— Exercise —
Please reproduce each of the rows below word for word, changing nothing.

— Records —
⁂

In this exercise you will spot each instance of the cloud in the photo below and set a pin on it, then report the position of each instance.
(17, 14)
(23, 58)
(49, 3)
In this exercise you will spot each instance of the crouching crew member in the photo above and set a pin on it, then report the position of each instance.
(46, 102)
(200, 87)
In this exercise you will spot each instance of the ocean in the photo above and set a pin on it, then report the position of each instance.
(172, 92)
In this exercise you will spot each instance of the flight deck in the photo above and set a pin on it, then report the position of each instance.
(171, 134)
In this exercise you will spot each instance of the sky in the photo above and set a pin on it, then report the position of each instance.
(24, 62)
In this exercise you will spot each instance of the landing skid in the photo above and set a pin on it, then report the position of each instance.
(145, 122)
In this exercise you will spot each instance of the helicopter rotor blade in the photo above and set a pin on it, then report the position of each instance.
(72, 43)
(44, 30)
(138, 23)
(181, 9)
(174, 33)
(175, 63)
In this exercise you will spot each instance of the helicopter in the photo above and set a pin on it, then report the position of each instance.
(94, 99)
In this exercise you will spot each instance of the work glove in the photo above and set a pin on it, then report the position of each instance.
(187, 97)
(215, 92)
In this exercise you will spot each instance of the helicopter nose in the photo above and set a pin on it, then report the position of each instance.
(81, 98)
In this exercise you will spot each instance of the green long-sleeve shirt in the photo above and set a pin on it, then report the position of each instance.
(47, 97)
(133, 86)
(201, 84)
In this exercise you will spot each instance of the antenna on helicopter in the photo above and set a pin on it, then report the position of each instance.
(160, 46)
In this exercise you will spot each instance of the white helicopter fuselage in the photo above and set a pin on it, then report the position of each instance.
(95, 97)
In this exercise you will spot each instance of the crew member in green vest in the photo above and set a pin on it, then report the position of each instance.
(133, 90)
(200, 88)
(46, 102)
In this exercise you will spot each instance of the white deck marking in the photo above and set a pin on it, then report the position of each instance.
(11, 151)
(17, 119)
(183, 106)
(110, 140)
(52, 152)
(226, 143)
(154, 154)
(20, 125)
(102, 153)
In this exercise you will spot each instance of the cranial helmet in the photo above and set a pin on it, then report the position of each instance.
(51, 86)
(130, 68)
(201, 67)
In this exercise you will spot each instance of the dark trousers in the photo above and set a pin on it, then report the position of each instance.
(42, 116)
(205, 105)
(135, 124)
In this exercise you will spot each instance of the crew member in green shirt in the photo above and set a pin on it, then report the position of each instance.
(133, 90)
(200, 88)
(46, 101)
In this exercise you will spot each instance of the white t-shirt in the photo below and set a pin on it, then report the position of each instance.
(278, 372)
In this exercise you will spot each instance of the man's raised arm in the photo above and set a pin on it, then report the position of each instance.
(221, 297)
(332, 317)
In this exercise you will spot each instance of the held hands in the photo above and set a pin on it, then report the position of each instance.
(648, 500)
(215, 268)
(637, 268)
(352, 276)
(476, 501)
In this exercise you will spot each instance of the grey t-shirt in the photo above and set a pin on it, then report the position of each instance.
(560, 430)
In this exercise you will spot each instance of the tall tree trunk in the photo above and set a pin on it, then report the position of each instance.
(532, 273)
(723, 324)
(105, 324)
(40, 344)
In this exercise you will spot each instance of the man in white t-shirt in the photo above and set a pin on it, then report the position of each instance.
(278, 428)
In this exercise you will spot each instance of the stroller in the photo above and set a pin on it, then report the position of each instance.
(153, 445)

⁂

— Response to the task —
In this exercise you will spot each instance of the cloud in the photo below and set a pin on it, then report the position of each instance.
(17, 14)
(23, 58)
(49, 3)
In this exercise you will spot each instance of the crouching crew member in the photo above and set a pin on it, then report the position of each instance.
(46, 102)
(200, 87)
In this exercise you will spot each instance of the ocean in the photo above and set a pin on it, then report the position of each instance.
(172, 92)
In this exercise you will spot each instance of the flight deck in the photo above and set a pin on it, then report the position of each instance.
(171, 134)
In this exercise you will spot each instance of the sky in the photo above and set a pin on it, then report the position of each instance.
(24, 62)
In this exercise you will spot each instance of the landing skid in the photo above and set a pin on it, then report the position of each instance.
(145, 122)
In this exercise you will spot each instance of the helicopter rotor blade in the photo above and set a pin on it, then report the position of each instance.
(72, 43)
(44, 30)
(138, 23)
(181, 9)
(174, 33)
(175, 63)
In this exercise you will spot each instance of the helicopter in the photo above and set a pin on it, then report the position of each instance.
(94, 99)
In this exercise you will spot each instance of the work glove in the photo above and set a pin on it, then report the position of each instance.
(187, 97)
(215, 92)
In this exercise you will spot each instance of the helicopter nose in the photo above and set a pin on it, then report the position of each instance.
(81, 98)
In this exercise you will spot each instance of the green long-sleeve shirt in the photo above and set a pin on it, then report the position of each instance.
(47, 97)
(133, 86)
(201, 84)
In this exercise you will spot each instance of the antenna on helicopter in the photo above and set a pin on it, then report the position of each instance.
(160, 46)
In this exercise you will spot each instance of the white helicopter fuselage in the photo above and set a pin on it, then report the position of each instance.
(95, 97)
In this exercise you will spot each instance of the crew member in green vest in the photo above and set a pin on it, then report the position of each instance.
(133, 90)
(200, 88)
(46, 102)
In this exercise you will spot each instance of the white deck marking in the photo above and set a pin on it, then report the position of each instance.
(11, 151)
(17, 119)
(183, 106)
(110, 140)
(52, 152)
(226, 143)
(154, 154)
(20, 125)
(102, 153)
In this exercise you will spot each instance of the cranial helmet in the photo above and set a pin on it, then report the position of each instance.
(51, 86)
(130, 68)
(201, 67)
In this exercise you will spot each instance of the dark trousers in the photo above and set a pin on it, then report the position of each instance.
(42, 116)
(205, 105)
(135, 124)
In this exercise you will spot each instance of the crew member in green shirt in the photo above and set a pin on it, then report the position of each instance.
(133, 90)
(200, 88)
(46, 101)
In this exercise you will spot each instance of the white t-shirt in the photo below and set a pin on it, then report the position of each instance.
(278, 372)
In this exercise you will spot each instance of the man's raised arm in the photo above and set a pin on it, then report the position of each instance.
(221, 297)
(332, 317)
In this exercise you will spot each instance of the held hands in the photo above and set a pin on it, then report the position of each instance.
(648, 500)
(215, 268)
(637, 268)
(352, 276)
(476, 501)
In this exercise you will spot each instance of the grey t-shirt in the photo above and set a pin on it, then report the position of each instance.
(560, 430)
In this exercise you will spot each instance of the tall tree trunk in the photo above and set a pin on it, then report the position of each instance.
(532, 273)
(723, 324)
(105, 324)
(40, 344)
In this exercise you will spot each instance of the man in white t-shirt in the photo above and set a pin on it, then report the position of each instance.
(278, 428)
In this exercise you will spot each instance of the stroller in the photo above and set a pin on it, then report the position of each instance.
(153, 445)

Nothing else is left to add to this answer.